THINGS TO DO:
A - In the article about Sting, switch "Rolls-Royce" to "Bentley" and write out everything from "The way he tells" down to "a better life.".
B - According to the article about Sting, how old was he when he caught the eye of the Queen Mother?
C - Write the next part of the article about Sting, picking up after its final sentence.

QUOTED PASSAGE:
_ _ _ _ _

Sting is ready to hit the ground running in front of 100,000 baying football fans as the headline act on one of the biggest days on the Australian sporting calendar. It’s no easy gig – just ask Meat Loaf – but he’s got this. In a music career spanning 40 years, 16 Grammy Awards and more than 100 million album sales, the musician has played the Super Bowl, the NBA All-Stars game and countless arenas and stadiums around the world. But even after all those years, he’s ever the perfectionist. “Let’s go again,” he says, as he launches into the opening bars of his new single.
Later, in the makeshift green room set up in the cricket nets, watching the pre-match entertainment on TV, Sting asks pointed questions about the upcoming game. Is there an offside rule? How many points for a goal? Can players get sent off?
Curiosity is a recurring theme when talking to the man born Gordon Matthew Thomas Sumner in working-class Wallsend (a suburb of the northern industrial town of Newcastle in England). And it was curiosity – and burning ambition – that inspired him to leave it, caused, in part, by a chance encounter with royalty, of all things.
The way he tells it, the late Queen Mother was visiting the shipyards at the end of his street, resplendent in a Rolls-Royce. Their eyes met and in that brief moment, a fire was lit inside him – the dream of a better life.
“I was eight years old and waving, and I caught the eye of the Queen Mother – she looked at me,” he recalls a few days later in a luxury Melbourne hotel. “And I thought, ‘I want a bigger life than the one I’m being offered here. I want to be in that car or something like it. I want to be in that ship that just goes off into the world and doesn’t come back.’ I didn’t feel I belonged there.

_ _ _ _ _

INFORMATION GIVEN:

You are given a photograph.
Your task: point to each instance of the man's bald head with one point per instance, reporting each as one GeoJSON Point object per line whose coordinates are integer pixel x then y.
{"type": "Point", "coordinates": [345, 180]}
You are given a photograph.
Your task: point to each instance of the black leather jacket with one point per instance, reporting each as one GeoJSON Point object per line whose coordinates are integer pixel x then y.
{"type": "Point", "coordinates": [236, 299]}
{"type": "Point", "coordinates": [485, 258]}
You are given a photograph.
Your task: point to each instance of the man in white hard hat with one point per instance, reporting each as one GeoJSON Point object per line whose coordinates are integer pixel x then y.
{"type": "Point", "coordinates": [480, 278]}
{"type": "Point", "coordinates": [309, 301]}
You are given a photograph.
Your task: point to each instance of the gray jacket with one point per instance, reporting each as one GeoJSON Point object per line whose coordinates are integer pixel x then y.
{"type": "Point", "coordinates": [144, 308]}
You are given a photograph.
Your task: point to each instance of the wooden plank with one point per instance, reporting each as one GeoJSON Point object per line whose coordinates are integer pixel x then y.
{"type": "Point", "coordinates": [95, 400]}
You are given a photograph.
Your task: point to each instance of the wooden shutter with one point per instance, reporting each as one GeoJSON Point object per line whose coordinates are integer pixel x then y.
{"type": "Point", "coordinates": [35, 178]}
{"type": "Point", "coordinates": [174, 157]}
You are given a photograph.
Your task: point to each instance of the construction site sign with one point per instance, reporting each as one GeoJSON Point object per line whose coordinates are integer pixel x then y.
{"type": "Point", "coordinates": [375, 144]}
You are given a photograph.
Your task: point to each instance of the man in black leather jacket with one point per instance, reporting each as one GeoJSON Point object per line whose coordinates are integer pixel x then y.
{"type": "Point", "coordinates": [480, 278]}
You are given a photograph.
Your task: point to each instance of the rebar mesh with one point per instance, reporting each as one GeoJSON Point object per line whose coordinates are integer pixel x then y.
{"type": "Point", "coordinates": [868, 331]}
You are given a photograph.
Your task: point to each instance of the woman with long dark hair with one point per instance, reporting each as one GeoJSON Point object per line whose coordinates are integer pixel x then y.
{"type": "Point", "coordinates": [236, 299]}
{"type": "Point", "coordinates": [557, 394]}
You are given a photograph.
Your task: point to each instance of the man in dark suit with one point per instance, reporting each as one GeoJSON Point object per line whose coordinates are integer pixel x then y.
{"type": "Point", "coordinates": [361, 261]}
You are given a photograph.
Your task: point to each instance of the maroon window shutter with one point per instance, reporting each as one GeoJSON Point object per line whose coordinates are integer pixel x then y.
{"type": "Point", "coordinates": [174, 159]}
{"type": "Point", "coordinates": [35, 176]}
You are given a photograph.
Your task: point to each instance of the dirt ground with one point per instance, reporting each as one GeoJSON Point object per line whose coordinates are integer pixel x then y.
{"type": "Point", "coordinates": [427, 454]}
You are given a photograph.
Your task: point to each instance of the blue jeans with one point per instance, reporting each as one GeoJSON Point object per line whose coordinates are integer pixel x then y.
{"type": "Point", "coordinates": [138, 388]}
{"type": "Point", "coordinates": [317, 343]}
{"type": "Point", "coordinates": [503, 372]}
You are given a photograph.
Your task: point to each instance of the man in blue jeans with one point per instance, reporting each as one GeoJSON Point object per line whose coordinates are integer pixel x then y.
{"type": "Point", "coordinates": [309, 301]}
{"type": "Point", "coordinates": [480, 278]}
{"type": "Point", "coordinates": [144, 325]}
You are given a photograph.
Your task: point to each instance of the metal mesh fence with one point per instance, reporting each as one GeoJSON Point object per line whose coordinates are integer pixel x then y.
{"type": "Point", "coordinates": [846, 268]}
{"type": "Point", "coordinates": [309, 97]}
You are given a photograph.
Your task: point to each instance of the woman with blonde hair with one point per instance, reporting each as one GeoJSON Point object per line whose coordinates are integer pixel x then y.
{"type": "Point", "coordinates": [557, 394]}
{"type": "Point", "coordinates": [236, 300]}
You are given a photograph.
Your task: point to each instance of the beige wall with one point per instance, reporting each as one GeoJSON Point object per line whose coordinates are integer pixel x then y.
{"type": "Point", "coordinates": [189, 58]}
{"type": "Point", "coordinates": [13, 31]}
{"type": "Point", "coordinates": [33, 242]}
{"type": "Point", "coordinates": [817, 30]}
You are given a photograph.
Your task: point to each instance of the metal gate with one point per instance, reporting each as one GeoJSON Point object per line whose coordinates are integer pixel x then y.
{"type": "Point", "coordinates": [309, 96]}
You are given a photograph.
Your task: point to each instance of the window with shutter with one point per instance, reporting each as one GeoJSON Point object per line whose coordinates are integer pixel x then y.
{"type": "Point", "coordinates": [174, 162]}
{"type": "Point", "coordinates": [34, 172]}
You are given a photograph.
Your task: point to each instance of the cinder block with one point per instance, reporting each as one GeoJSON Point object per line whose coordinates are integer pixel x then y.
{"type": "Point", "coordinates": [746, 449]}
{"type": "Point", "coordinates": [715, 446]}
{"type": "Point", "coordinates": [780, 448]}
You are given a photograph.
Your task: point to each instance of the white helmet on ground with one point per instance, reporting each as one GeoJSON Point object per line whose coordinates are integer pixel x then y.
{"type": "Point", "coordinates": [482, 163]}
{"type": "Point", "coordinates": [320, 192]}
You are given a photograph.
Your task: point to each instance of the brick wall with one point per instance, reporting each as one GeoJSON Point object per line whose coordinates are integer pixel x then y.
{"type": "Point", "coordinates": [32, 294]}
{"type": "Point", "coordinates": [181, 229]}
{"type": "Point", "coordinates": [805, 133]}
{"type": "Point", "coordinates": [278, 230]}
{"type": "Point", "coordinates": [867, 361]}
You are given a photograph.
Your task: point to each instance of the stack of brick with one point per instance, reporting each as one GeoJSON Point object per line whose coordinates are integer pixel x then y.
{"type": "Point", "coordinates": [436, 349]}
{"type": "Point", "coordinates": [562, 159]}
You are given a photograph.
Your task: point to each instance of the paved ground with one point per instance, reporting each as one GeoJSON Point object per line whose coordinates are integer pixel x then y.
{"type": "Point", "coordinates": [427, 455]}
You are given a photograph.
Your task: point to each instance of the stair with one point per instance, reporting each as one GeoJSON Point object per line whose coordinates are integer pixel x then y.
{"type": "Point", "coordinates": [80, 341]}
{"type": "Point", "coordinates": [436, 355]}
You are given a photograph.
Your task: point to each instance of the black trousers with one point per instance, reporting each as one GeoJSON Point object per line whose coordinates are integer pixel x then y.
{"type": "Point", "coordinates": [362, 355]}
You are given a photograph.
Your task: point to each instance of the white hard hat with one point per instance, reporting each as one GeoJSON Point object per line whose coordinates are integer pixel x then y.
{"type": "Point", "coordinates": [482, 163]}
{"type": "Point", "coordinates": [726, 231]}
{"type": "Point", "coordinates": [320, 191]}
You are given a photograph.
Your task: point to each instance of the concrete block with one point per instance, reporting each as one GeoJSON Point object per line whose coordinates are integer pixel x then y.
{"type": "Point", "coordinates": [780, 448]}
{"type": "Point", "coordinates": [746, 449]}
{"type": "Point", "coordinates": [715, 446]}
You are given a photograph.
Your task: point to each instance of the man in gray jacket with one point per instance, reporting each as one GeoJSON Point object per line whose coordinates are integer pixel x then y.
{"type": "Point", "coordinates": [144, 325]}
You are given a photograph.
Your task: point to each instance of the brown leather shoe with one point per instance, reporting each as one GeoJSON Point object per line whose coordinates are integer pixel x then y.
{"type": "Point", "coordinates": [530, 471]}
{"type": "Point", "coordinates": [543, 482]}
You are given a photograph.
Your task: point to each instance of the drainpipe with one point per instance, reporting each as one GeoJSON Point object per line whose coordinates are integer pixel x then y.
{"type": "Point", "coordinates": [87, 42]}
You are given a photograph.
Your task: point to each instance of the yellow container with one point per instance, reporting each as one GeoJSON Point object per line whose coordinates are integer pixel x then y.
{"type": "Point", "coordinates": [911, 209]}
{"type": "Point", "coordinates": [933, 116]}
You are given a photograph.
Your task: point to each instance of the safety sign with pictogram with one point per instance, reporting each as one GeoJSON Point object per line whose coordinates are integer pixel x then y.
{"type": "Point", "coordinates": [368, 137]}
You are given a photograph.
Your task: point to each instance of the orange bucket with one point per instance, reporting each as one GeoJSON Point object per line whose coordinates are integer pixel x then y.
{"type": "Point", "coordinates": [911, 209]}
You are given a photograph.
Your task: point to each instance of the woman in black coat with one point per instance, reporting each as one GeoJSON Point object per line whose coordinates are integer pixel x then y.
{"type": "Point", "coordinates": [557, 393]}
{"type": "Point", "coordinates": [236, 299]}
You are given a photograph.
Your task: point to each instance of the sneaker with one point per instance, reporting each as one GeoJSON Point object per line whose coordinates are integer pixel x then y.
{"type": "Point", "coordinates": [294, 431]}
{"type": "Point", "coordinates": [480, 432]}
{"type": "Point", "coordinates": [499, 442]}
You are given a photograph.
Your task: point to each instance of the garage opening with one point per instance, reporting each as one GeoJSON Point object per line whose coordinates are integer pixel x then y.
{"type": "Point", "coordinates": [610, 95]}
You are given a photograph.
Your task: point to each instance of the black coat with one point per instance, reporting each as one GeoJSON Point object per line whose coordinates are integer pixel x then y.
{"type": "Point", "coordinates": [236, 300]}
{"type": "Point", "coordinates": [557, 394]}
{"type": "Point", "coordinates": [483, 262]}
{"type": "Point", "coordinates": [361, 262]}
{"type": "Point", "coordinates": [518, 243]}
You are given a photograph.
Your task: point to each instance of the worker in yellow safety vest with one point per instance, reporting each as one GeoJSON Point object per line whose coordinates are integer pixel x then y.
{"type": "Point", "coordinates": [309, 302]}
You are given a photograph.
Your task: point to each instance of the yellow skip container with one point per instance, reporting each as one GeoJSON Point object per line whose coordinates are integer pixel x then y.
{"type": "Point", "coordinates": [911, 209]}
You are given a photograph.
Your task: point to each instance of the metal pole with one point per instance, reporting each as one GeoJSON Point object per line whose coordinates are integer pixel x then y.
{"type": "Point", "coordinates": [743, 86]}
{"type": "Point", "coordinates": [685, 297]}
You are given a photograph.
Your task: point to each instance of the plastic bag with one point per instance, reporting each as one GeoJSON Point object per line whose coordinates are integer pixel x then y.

_ _ _ _ _

TASK-BY-TASK RESULTS:
A -
The way he tells it, the late Queen Mother was visiting the shipyards at the end of his street, resplendent in a Bentley. Their eyes met and in that brief moment, a fire was lit inside him – the dream of a better life.

B - He was eight years old.

C -
“There was a coal mine at one end and a shipyard at the other. Is that it? I saw those men come from work every day – I sold them newspapers. I saw how tough their lives were. [I thought] I don’t want that. I want to sing songs. I want to see the world.”
There’s a song on Sting’s newest album, 57th & 9th, his first rock release in 17 years, called “Heading South On The Great North Road”. It recalls his early years when he left his regular life as a school teacher who played in jazz bands by night, and rolled the dice to seek fame and fortune in London and beyond.
“That’s the most personal song on the record,” he says. “It’s a journey that Brian Johnson of AC/DC made, Bryan Ferry, Mark Knopfler, The Animals, me. We all had that romance of heading south. The only way you were going to change your life was to take the risk and put your gear in a van and head south. It’s a story of greasy transport cafes.”
Sting would, of course, conquer the globe as the frontman and chief songwriter for The Police, the hugely successful and famously fractious trio that released five hit albums between 1978 and 1983 and gave the world a parade of hits, including “Roxanne”, “Don’t Stand So Close To Me”, “Every Breath You Take” and “Message In A Bottle”, on its way to becoming one of the biggest bands in the world.
Their high-energy shows and spiky blend of pop, post-punk, new-wave and reggae were fuelled in part by intra-band tension, particularly between Sting and drummer Stewart Copeland, which occasionally boiled over into fisticuffs. At the height of the band’s success, Sting pulled the pin, eager for a new challenge, and the band played its last show in 1984. He’s never looked back and – apart from a hugely successful, nostalgia-driven reunion tour in 2008 (“We made sh*tloads of money and everybody was happy that Mum and Dad had got back together again for a little while”) – never felt the need to revisit that era.
“I am very proud of it and what we achieved together as a band, the three of us,” he says. “It was remarkable success over six years, and to carry on would just bring diminishing returns. The most exciting part of it all was the beginning, so I wanted to keep having new beginnings, rather than pressing the same buttons that any chimpanzee can press to get a banana. It’s boring.”
He remembers the early, lean hungry years of The Police more acutely than its stadium-conquering prime. “The start of anything is the most exciting thing,” he says. “A romance, a project, a film, an adventure… Beginnings are important.”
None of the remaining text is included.